いま売れっ子の水木しげる NHK出版の本
左手を失ったから 戦場でも病院に入れられ 危険なところから少し外され、それによって生き延びることができた。
腐りかけのバナナはうまい。 見かけはよくないが美味しい。 八百屋で安く買ってきて夫婦で食べた。私も一緒に食べたい。 食べものは痛みかけの時がうまい。それを越えると危険だが。
紙芝居でも貸本でも仕事がなくなって食えなくなった時 貸本出版の長井勝一がはじめた月刊雑誌「ガロ」に連載が載るようになってから 水木の漫画家人生が軌道に乗った。
鬼太郎の成功はねずみ男にあり 漫画の主人公はいいことばかりやっていると、話が面白くならない。 悪いことも少しやっていいということにすると、面白いストーリーができる。 いいことばかりやって感心するようなストーリーは、やがて人気がなくなる。 「墓場鬼太郎」の頃の鬼太郎は、多少は悪い子だった。 ところがアニメの鬼太郎は、いつのまにかいい子になってしまった。 制作する側が、悪い子を主人公にしてケチをつけられちゃたまらんというので、どうしてもいい鬼太郎になりがちになる(スポンサーやテレビ局はいい子の主役をのぞむ)。 でも、それだけでは、面白くなりかねるところがある。

▶ **課題一覧**:
[1] 水木しげるについての本文によると、アニメの鬼太郎がいい子になりがちなのはなぜですか。本文に書かれている理由を一〜三文で説明してください。
[2] 水木しげるについての本文を、最後の文の後から書き継いでください。

▶ **データ部分**:
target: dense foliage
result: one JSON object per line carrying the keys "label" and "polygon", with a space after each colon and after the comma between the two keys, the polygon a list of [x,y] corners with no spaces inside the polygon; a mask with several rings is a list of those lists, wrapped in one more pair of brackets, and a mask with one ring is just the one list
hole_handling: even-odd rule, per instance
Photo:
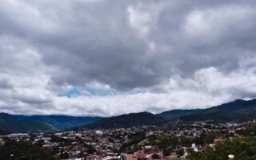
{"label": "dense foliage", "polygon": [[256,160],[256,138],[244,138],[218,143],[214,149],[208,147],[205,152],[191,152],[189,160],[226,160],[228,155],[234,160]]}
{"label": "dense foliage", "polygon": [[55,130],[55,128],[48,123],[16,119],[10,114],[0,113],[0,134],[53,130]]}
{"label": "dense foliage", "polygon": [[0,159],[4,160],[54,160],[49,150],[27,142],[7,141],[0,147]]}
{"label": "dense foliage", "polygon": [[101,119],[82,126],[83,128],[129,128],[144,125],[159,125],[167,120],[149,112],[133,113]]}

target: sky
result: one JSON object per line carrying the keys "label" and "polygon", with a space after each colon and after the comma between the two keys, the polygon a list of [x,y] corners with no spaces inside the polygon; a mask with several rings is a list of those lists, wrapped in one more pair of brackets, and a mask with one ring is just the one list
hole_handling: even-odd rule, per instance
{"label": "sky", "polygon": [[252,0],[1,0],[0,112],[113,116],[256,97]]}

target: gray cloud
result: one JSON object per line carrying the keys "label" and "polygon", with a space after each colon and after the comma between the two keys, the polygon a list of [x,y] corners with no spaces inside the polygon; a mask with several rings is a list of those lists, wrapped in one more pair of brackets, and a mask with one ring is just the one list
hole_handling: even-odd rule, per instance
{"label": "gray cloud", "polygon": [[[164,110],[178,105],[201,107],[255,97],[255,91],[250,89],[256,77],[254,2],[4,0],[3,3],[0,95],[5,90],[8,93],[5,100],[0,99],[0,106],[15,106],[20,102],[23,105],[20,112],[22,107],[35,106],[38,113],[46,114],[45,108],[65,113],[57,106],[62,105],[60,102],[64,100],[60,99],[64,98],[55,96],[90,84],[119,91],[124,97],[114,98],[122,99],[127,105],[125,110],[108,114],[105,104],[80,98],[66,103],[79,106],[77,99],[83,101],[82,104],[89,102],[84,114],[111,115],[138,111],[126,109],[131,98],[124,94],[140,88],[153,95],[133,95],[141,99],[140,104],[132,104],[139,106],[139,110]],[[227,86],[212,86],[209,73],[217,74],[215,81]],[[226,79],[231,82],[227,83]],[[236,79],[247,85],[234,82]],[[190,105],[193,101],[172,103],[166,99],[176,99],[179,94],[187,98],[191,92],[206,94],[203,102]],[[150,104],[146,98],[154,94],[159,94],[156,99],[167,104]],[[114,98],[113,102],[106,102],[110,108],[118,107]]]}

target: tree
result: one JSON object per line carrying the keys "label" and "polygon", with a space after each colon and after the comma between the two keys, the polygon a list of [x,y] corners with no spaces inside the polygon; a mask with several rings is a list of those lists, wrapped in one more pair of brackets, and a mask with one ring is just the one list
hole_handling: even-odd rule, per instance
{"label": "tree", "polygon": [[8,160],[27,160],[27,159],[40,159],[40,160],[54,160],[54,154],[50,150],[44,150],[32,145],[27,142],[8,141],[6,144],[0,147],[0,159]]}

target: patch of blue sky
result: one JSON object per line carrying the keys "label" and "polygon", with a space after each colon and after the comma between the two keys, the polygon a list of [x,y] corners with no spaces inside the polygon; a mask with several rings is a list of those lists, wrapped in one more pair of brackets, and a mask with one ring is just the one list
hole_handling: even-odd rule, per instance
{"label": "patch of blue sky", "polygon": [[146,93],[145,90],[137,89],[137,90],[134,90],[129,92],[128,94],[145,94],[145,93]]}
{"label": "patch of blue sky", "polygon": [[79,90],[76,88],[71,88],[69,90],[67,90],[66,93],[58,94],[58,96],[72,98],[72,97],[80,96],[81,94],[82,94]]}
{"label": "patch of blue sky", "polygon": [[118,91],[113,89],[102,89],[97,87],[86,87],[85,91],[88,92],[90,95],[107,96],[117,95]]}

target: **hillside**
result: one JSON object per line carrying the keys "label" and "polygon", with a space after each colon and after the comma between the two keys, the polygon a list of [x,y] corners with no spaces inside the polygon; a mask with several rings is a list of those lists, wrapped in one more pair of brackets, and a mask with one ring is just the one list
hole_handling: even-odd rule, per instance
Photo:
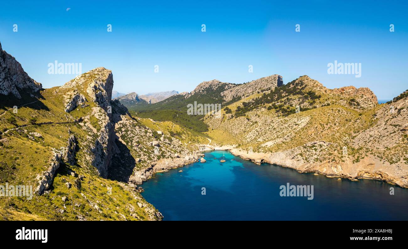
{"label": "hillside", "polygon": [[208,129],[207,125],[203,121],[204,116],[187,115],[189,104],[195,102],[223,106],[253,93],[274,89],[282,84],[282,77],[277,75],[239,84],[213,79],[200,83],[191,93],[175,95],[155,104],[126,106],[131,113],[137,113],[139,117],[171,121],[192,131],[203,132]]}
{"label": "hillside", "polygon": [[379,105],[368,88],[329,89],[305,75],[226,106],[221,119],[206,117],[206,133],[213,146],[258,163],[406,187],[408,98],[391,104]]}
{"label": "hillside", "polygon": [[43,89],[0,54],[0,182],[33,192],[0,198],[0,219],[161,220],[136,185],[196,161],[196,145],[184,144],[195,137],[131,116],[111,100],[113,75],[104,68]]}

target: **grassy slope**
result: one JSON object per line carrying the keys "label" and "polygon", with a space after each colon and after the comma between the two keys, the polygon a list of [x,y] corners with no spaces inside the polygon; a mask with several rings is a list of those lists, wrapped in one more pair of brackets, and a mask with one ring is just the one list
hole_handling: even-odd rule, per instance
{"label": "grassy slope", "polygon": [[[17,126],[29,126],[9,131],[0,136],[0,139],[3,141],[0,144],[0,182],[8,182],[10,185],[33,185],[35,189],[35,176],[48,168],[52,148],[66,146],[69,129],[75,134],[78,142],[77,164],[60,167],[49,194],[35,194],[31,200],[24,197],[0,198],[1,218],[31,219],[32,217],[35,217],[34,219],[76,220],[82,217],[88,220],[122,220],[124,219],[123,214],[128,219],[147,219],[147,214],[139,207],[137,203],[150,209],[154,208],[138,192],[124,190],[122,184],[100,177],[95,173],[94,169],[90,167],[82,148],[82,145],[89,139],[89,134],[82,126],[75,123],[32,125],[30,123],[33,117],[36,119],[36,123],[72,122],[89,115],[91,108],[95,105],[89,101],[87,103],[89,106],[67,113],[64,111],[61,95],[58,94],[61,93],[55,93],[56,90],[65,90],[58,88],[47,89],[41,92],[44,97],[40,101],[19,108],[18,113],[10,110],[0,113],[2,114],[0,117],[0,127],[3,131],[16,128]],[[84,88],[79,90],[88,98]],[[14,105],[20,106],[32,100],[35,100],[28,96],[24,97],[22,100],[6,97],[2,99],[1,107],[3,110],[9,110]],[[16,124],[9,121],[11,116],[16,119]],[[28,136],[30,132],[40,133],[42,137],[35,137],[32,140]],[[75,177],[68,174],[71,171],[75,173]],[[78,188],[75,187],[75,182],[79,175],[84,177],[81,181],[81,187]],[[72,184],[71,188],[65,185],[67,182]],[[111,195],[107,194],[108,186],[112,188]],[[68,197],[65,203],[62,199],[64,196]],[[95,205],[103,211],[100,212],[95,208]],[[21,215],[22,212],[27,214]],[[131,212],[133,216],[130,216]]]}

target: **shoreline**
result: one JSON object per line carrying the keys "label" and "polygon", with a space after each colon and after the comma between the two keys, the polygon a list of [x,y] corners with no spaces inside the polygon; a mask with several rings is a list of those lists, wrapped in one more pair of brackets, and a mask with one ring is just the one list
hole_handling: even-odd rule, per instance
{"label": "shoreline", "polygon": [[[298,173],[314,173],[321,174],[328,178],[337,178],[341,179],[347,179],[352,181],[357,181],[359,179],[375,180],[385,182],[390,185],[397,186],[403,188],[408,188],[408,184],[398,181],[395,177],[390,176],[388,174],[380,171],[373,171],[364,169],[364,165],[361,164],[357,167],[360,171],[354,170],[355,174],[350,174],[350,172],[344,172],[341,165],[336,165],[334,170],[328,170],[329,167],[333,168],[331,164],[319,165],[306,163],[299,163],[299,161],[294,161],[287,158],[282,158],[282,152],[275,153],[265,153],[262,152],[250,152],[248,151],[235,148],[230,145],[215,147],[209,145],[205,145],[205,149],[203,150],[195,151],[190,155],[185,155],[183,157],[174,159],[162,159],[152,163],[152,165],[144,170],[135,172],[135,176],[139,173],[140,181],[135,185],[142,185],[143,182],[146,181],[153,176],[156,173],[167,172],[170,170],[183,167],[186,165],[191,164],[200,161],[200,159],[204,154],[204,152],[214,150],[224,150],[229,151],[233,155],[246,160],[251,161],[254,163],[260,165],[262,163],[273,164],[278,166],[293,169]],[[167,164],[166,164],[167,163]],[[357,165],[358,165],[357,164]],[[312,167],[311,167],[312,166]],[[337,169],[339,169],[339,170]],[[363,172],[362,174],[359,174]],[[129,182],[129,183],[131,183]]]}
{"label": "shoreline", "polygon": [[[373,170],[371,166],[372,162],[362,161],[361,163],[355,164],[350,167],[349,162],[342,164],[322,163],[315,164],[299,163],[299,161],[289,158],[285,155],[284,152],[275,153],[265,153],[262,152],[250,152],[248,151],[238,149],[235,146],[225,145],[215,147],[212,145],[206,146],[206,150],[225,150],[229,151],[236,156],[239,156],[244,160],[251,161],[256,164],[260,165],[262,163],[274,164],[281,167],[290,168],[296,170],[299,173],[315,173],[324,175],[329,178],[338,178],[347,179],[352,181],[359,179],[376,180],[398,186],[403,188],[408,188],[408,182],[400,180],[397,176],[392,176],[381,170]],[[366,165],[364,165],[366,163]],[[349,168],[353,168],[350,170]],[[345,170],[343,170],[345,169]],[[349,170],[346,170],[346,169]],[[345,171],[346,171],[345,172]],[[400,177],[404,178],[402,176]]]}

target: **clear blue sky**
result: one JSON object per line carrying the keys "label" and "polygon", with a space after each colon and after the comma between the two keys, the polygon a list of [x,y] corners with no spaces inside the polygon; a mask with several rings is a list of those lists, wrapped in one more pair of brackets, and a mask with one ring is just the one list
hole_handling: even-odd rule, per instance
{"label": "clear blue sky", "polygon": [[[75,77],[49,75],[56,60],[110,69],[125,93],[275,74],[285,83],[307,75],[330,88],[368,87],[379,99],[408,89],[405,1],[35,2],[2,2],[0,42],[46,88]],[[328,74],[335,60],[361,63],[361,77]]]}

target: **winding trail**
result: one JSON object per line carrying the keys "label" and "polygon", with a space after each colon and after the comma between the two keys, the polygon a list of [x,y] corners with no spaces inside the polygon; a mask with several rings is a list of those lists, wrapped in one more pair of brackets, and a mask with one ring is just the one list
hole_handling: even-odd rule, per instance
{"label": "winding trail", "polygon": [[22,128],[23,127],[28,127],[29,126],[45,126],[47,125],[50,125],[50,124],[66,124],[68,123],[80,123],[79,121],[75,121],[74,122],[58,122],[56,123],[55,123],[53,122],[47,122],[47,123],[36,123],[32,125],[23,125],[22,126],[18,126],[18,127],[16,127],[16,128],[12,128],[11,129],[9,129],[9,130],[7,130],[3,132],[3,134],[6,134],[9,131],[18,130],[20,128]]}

▶ **課題別解答**:
[1] 制作する側が、悪い子を主人公にしてケチをつけられるのはたまらないと考えるからです。また、スポンサーやテレビ局もいい子の主役を望んでいます。

[2]
そこでがんばってくれたのが、ねずみ男だった。 汚い役とか悪い役、ずるい役を、ねずみ男が全部一括して引き受けてくれた。 アニメの鬼太郎が面白くなったのは、ねずみ男のおかげといえるだろう。 鬼太郎の成功は、ねずみ男の成功である。 カネや欲望に忠実で、それがために鬼太郎一家と敵対することもあるねずみ男 徹底的なリアリストで、夢想家や理想主義者に対しては手厳しい意見を言うことがある。
水木しげるが言うように 手塚治虫も石ノ森章太郎も漫画を描きすぎて疲れて死んでしまった。 ほどほどに描くから水木はまだ生きているのかもしれない。 短い人生でも啄木や一葉は大きな仕事をして、彼らの何倍も生きた凡人は何も残さない。人生は長さではなく質なのだろう。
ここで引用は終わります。